- **WHAT YOU NEED TO DO**
Change "white sneaker" to "canvas shoe" throughout the lines from the start of the lines through the line with "[[[20,19],[16,21],[16,23],[19,23],[20,22]]]", and give those lines back with nothing else altered. Leave the pictures out.

- **RECORD EXCERPTS**
▼

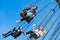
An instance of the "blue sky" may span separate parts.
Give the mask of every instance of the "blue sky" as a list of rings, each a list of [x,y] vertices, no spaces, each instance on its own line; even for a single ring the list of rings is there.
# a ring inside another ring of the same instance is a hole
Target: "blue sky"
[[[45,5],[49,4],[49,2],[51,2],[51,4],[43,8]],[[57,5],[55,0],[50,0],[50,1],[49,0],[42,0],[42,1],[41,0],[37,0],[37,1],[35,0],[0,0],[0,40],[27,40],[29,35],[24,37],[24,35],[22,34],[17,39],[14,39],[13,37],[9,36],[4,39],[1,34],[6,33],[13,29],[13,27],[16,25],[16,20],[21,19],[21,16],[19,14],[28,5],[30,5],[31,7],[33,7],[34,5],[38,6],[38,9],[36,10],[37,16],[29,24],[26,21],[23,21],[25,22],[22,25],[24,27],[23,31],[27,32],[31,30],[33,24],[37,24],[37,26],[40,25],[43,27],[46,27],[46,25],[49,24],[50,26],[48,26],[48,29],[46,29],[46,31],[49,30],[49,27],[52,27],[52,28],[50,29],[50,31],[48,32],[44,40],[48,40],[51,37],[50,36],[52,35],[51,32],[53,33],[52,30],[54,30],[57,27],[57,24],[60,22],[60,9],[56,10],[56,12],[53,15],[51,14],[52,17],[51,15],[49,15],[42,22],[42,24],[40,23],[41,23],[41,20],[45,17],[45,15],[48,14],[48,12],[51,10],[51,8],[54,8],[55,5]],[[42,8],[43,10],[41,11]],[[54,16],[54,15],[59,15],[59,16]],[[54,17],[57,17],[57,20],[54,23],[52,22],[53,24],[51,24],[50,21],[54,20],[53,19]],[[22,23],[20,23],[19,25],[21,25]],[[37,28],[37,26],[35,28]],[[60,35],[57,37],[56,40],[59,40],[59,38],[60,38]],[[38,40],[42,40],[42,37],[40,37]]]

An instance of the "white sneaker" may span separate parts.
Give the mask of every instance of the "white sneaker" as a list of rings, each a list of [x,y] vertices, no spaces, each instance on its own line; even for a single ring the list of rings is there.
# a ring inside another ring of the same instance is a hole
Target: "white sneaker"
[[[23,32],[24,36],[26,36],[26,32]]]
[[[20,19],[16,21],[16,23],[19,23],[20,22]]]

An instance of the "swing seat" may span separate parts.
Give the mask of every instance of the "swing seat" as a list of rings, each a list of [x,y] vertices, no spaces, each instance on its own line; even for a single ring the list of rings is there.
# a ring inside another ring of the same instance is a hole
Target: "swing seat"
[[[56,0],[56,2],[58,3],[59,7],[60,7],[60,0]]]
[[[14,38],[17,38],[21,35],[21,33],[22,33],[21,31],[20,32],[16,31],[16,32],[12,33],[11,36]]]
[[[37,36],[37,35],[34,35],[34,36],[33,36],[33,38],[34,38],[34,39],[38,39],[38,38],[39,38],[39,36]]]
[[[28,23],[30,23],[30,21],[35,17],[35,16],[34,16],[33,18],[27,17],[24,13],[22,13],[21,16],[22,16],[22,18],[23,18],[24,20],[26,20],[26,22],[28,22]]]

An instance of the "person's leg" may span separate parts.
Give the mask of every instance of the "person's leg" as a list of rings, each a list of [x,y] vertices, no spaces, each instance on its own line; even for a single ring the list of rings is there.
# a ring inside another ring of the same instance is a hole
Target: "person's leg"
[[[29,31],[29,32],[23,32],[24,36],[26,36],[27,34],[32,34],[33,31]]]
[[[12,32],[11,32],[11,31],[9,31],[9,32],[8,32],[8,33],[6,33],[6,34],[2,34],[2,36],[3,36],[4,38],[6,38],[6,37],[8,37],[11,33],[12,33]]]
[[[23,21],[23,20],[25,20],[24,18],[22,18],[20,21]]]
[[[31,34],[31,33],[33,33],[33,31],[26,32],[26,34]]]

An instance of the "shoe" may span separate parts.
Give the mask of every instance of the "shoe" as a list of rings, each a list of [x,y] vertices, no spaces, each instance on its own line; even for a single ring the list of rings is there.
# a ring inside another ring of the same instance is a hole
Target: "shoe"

▲

- **EXERCISE RESPONSE**
An instance of the "blue sky" may span separate parts.
Give the mask of every instance of the "blue sky" as a list of rings, each a list of [x,y] vertices, no spaces, each instance on its own line; even for a single ring the list of rings is there.
# a ring inside another ring of the same instance is a hole
Target: "blue sky"
[[[45,5],[49,4],[49,2],[51,2],[51,4],[43,8]],[[57,5],[55,0],[50,0],[50,1],[49,0],[42,0],[42,1],[41,0],[37,0],[37,1],[35,0],[0,0],[0,40],[27,40],[29,35],[24,37],[24,35],[22,34],[17,39],[14,39],[13,37],[9,36],[4,39],[1,34],[6,33],[13,29],[13,27],[16,25],[16,20],[21,19],[21,16],[19,14],[28,5],[30,5],[31,7],[33,7],[34,5],[38,6],[38,9],[36,10],[37,16],[29,24],[26,21],[23,21],[25,22],[22,25],[24,27],[23,31],[27,32],[31,30],[33,24],[37,24],[37,26],[40,25],[43,27],[46,27],[46,25],[49,24],[50,26],[48,26],[48,29],[46,29],[46,31],[49,30],[49,27],[52,27],[52,28],[50,29],[50,31],[48,32],[44,40],[48,40],[51,37],[50,36],[52,35],[51,32],[53,33],[52,30],[54,30],[57,27],[57,24],[60,22],[60,9],[56,10],[56,12],[53,15],[51,14],[52,17],[51,15],[49,15],[42,22],[42,24],[40,23],[41,23],[41,20],[45,17],[45,15],[48,14],[48,12],[51,10],[51,8],[54,8],[55,5]],[[42,8],[43,10],[41,11]],[[54,16],[54,15],[59,15],[59,16]],[[54,17],[57,17],[57,20],[54,23],[52,22],[53,24],[51,24],[50,21],[54,20],[53,19]],[[22,23],[20,23],[19,25],[21,25]],[[37,28],[37,26],[35,28]],[[60,35],[57,37],[56,40],[59,40],[59,38],[60,38]],[[38,40],[42,40],[42,37],[40,37]]]

An instance of the "canvas shoe" may span separate parts.
Give the mask of every instance of the "canvas shoe" as a list of rings, each a list of [x,y] vertices, no spaces, each instance on its own line; even for a single ring the list of rings is there.
# a ring inside another ring of the same instance is a hole
Target: "canvas shoe"
[[[23,32],[24,36],[26,36],[26,32]]]
[[[20,19],[16,21],[16,23],[19,23],[20,22]]]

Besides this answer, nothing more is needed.